§ WHAT TO PRODUCE
From the very first line of the data to the line containing "Target: green foliage", retype everything exactly, leaving the pictures behind.

┌─ GIVEN ENTRIES

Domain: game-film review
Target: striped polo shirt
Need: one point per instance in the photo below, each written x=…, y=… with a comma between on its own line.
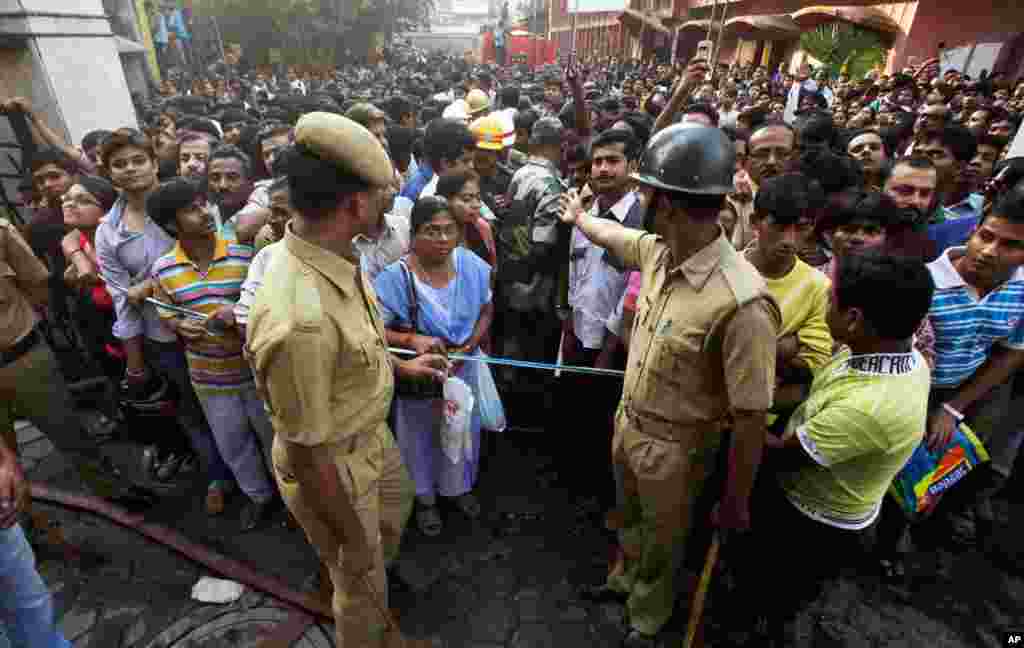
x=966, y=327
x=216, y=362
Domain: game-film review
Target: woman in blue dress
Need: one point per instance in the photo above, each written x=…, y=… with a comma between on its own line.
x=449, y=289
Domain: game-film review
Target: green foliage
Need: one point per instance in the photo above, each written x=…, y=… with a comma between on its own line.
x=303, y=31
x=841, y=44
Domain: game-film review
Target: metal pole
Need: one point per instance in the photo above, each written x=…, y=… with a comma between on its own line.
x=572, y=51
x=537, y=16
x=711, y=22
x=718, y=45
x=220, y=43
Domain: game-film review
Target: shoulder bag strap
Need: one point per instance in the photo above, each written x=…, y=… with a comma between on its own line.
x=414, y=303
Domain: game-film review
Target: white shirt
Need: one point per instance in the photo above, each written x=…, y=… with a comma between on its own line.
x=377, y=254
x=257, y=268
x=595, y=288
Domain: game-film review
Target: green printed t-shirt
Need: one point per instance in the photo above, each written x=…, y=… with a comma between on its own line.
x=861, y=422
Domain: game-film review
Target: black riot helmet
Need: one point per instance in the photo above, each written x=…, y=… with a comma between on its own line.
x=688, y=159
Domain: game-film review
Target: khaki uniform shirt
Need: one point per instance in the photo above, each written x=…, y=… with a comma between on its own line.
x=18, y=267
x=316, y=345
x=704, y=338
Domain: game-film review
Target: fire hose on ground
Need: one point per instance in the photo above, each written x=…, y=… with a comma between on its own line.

└─

§ ANSWER BELOW
Domain: game-film review
Target: striped polo shirt
Need: one point per instance in the photo below, each written x=…, y=… with a comma between on its own line.
x=966, y=327
x=216, y=362
Domain: game-film review
Target: woman in blue dress
Need: one point per instance in the photo above, each written x=…, y=… with a comma between on its own line.
x=449, y=289
Domain: game-film review
Target: green foliage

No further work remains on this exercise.